# Homemade/Alternative Ornaments/Cards



## Abishai100 (Dec 11, 2017)

Christmas cards (and ornaments) represent holiday season festivity, so where can we find ideas for homemade gifts/cards/ornaments, and why do these 'alternative season decorations' sometimes bring out more cheer/curiosity in the youthful mind?

Do you have a nice homemade/alternative ornament/card idea/design you'd like to share on USMB?

This blurb was inspired by MacGyver, Mr. Wizard, and Martha Stewart!


====

"How many home-made Christmas cards can you make by Friday, class? You each have pattern-templates, tree-shape cut-out, glue, glitter, and multi-color options to make personalized Xmas-tree Christmas cards this year (and save your parents some $)!"


 

"Trees are easy to make and require only a little 'tinkering' to create nicely-organized expressions of your favorite qualities of Christmas ornaments. The do-it-yourself approach to holiday decorations is half-the-fun of the spirit of the holiday season. Plus, they teach us about the value of recycling (paper, plastics, etc.)."

════════

:: PROMPT 1 ::
Answer these questions from the forum post on homemade ornaments and cards.
(a) Which three figures does the post say inspired it?
(b) By what day is the class asked how many cards they can make?
(c) According to the last paragraph, what value do homemade decorations teach?
:: PROMPT 2 ::
Pick up the forum post on homemade ornaments and cards right after its last sentence, and continue it.

════════

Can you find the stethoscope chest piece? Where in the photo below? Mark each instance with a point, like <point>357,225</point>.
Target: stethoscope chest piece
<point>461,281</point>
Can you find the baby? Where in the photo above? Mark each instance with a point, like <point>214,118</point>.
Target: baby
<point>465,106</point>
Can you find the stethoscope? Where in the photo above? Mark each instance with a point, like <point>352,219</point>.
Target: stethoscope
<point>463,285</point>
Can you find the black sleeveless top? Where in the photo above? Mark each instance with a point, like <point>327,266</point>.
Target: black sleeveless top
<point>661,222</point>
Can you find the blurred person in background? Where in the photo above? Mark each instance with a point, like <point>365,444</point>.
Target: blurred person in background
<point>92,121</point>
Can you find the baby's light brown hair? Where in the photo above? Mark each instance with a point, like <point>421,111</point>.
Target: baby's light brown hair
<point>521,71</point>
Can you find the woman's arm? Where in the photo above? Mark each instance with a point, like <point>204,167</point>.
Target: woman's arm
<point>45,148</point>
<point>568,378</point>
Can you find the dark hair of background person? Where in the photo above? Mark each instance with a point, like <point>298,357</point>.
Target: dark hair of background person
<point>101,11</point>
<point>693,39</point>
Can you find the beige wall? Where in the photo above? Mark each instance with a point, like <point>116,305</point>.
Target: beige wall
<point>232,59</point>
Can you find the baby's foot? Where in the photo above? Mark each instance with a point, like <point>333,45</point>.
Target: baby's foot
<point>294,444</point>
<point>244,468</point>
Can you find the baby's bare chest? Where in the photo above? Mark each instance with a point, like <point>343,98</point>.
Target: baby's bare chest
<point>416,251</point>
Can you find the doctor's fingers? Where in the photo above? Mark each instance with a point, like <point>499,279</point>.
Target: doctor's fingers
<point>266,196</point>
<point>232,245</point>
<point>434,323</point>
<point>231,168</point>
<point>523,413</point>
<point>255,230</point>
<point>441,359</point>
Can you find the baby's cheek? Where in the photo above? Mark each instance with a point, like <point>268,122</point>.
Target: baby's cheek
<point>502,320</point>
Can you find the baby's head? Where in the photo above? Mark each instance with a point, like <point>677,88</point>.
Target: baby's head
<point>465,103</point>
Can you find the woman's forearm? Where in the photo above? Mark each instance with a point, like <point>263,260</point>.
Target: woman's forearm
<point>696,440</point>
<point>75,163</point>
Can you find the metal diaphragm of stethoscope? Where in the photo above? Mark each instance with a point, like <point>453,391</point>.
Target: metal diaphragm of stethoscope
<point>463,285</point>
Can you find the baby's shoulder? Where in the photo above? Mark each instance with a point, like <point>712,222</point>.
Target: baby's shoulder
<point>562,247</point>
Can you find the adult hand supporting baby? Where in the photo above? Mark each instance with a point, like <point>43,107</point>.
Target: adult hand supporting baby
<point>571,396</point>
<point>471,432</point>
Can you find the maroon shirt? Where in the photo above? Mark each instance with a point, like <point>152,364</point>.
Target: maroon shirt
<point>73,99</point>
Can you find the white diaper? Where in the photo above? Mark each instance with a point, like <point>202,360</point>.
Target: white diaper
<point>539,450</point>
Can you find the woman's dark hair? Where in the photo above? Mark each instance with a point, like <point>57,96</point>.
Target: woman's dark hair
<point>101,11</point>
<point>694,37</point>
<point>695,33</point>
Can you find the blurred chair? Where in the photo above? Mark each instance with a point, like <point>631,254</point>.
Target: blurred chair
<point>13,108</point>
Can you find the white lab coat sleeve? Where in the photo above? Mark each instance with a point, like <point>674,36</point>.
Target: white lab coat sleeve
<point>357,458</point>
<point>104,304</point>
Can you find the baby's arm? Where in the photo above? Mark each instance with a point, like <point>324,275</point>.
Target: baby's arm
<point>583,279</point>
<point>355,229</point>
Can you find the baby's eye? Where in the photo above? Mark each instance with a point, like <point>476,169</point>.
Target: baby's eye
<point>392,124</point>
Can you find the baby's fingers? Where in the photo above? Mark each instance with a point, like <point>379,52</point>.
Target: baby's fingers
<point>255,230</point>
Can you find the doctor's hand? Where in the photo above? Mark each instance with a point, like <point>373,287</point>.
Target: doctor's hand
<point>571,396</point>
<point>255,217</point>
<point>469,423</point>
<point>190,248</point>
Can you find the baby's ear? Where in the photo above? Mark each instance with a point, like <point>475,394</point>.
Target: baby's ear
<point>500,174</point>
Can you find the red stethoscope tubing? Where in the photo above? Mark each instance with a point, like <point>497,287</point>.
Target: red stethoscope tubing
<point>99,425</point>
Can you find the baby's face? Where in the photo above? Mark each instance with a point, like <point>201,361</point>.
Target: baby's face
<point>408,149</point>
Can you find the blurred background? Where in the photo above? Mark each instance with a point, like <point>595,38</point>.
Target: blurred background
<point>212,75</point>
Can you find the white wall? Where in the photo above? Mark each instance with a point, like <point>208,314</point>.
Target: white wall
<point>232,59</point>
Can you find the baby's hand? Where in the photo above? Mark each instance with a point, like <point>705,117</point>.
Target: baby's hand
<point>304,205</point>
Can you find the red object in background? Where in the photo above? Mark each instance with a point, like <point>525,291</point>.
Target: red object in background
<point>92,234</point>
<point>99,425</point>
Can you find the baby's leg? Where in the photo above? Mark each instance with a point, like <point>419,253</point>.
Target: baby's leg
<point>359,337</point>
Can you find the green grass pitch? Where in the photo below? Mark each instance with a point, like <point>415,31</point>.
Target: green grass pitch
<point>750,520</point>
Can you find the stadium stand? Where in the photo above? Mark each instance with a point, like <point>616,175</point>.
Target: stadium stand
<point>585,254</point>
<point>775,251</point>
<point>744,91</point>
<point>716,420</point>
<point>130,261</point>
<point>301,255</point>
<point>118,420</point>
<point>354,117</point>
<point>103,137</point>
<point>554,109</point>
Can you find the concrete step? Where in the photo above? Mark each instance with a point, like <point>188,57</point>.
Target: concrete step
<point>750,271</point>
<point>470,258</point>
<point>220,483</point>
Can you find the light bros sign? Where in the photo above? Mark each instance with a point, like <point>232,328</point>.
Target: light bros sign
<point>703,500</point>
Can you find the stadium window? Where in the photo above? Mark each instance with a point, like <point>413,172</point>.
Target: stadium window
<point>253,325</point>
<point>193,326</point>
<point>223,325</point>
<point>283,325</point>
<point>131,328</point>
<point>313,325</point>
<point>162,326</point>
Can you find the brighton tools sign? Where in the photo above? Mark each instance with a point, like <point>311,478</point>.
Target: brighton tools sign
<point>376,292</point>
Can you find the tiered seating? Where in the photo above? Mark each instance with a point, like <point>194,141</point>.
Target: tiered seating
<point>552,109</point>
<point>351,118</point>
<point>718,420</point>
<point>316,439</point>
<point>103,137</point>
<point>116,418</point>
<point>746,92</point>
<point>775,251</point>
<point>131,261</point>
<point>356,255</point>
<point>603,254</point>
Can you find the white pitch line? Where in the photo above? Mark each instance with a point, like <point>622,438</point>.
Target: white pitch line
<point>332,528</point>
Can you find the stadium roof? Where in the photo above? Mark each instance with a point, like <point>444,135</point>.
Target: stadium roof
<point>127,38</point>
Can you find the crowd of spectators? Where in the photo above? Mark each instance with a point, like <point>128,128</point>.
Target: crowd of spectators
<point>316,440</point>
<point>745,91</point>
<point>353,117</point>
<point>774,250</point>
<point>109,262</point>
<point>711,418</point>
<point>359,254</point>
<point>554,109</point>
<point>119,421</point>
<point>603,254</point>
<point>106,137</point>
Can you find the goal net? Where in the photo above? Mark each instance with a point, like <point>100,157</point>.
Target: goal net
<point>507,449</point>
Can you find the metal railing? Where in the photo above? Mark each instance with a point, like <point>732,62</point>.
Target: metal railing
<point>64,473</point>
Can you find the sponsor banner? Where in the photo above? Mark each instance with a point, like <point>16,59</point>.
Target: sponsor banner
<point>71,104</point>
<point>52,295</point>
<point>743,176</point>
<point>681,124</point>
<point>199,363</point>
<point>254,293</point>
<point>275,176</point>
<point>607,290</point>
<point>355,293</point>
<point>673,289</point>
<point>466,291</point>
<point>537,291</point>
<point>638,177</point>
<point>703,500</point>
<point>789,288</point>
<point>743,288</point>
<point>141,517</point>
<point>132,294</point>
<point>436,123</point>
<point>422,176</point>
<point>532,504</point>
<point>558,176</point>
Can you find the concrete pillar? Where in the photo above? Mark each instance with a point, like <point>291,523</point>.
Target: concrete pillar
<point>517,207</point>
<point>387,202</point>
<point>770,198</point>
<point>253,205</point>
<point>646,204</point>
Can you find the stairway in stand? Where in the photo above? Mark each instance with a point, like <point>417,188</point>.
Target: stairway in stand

════════

:: OUTPUT 1 ::
(a) MacGyver, Mr. Wizard, and Martha Stewart.
(b) Friday.
(c) The value of recycling (paper, plastics, etc.).

:: OUTPUT 2 ::
"Home-made Christmas cards are not necessarily just for kids and can be oriented for adults to offer personalized experiences of simple or even complex holiday season themed color-matching and patchwork-creativity! Sometimes these cards offer more than today's convenient shop-pickup and online-template choosing which sometimes do not carry the same kind of sentiment/care."

 

"The bottom line is to enjoy yourself and learn about the simplicity and everyday joy of the Christmas season. Whether or not you're celebrating a 'white Christmas,' a 'family-festive Christmas,' or a 'community-lit Christmas,' what is really worth finding is your personal expression of what Christmas means to you. That's what makes arts-and-crafts shop a nice alternative to Christmas-season decoration planning!"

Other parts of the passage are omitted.